What you have to do ▸
Rewrite the stretch from the line containing "the white face" through the end of the items, swapping "drop" for "place" and leaving everything else unchanged.

*** Provided data ***

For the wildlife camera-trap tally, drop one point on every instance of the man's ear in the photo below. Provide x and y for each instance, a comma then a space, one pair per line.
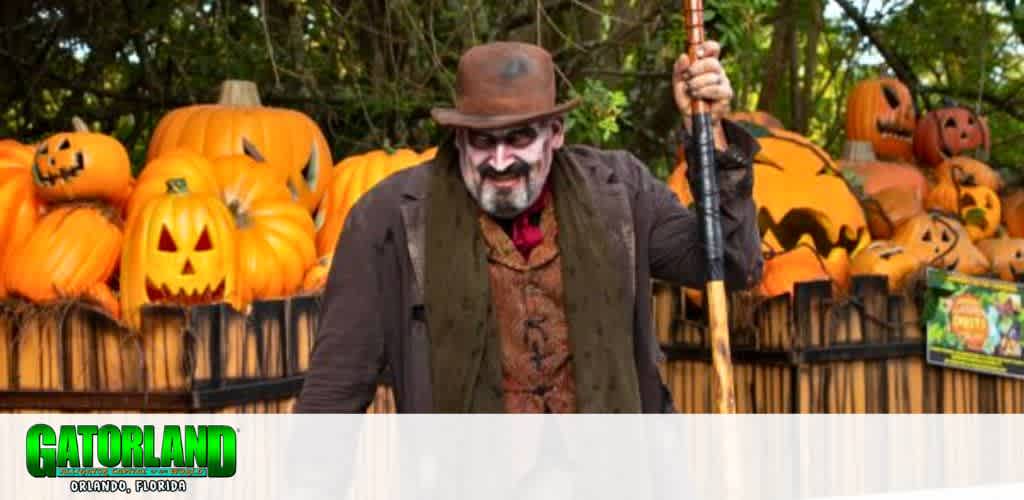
557, 132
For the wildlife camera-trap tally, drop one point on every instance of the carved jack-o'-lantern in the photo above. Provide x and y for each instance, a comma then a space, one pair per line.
803, 201
881, 112
1006, 255
179, 249
968, 171
240, 125
82, 166
941, 242
948, 132
888, 259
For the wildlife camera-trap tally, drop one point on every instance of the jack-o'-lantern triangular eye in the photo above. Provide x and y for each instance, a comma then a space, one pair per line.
204, 244
167, 241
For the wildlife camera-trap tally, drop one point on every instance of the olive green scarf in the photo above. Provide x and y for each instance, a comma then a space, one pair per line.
465, 349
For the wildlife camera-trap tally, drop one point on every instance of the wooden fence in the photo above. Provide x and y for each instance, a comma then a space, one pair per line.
809, 353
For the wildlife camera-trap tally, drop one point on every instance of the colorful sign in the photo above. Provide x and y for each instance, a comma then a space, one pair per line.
974, 324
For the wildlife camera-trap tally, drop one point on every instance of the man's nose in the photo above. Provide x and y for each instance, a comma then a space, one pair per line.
503, 158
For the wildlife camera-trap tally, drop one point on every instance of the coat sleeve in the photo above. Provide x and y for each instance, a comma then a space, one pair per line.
348, 355
676, 244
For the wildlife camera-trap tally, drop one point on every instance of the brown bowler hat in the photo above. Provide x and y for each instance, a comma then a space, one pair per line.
502, 84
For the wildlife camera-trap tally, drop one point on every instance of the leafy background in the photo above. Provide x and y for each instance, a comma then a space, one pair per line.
370, 71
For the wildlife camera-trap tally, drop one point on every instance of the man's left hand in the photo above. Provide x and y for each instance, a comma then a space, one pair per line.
702, 79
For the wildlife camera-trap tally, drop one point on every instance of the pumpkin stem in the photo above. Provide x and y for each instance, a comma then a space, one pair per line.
177, 186
79, 125
239, 92
242, 219
858, 151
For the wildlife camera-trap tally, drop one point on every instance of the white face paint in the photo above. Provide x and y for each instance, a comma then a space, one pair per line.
505, 169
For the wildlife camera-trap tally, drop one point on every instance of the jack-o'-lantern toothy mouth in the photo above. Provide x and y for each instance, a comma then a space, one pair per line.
892, 130
62, 174
806, 227
164, 294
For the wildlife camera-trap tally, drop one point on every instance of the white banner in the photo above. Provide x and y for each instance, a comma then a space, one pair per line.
508, 457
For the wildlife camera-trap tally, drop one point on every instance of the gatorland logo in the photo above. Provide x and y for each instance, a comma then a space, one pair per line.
968, 321
126, 458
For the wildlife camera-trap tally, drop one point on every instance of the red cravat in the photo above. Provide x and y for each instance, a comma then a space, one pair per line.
526, 234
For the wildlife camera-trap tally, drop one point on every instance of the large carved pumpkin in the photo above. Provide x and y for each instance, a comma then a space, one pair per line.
950, 131
239, 125
180, 249
968, 171
941, 242
184, 164
881, 112
889, 208
355, 175
1006, 256
274, 235
878, 176
19, 209
82, 165
888, 259
803, 200
71, 254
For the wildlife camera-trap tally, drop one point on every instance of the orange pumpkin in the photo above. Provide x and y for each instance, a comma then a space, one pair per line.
881, 112
968, 171
877, 176
949, 131
71, 254
274, 235
1013, 213
19, 209
803, 201
355, 175
239, 124
316, 276
889, 208
759, 118
940, 241
82, 166
888, 259
180, 249
152, 182
1006, 256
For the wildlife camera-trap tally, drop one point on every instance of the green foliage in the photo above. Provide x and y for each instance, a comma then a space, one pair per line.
595, 121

***

Output for this task ▸
For the wildlife camera-trap tally, place one point on every instance of the white face paint in the photo above. Provide x and y for each instance, a comma then a space, one pair per line.
505, 169
For the wildlife camera-trap tally, place one point on every instance of the jack-o'-lantern toothy mouth in the photo above. Provide x and y for each instance, a comma then a space, one pair per line.
892, 130
62, 174
806, 227
164, 294
For the wildlife camera-trap tally, place one point on every instance of the white banner in the photo above. Provide x and y for each instance, a comma then a space, one pair per line.
508, 457
For the wildlife camera-trap tally, place one point on every instance of the gatorland logo in the photo above. Provide x and y for each instance, a comma then a space, one pair per line.
968, 321
126, 458
For the wildlife camera-trap tally, place one point on every instance of the red cravat in the photo above. Provide x and y for each instance, a comma then a space, one pair per line.
526, 234
For the wildlife camera-trap tally, place one point on every instance of the large carved pumpkin in the photo above. Provide x and y for each instance, a comma then a space, one pair per line.
950, 131
239, 125
180, 249
968, 171
941, 242
184, 164
881, 112
889, 208
355, 175
1006, 256
274, 235
878, 176
19, 209
82, 165
888, 259
803, 200
71, 254
For the wildlife camera-trap tally, place one point on every instance of the orange pumpkin in the photo above. Provide x and y for each instance, a comma then a space, one pair per line.
881, 112
968, 171
877, 176
949, 131
71, 254
274, 235
1013, 213
19, 209
803, 201
355, 175
239, 124
316, 276
889, 208
759, 118
940, 241
82, 166
888, 259
180, 249
152, 182
1006, 256
For the wildlife camera-trap tally, place one point on every instance of the green foliage in the photo above. Provide x and y for each instance, a comma then a space, one pair per line.
595, 121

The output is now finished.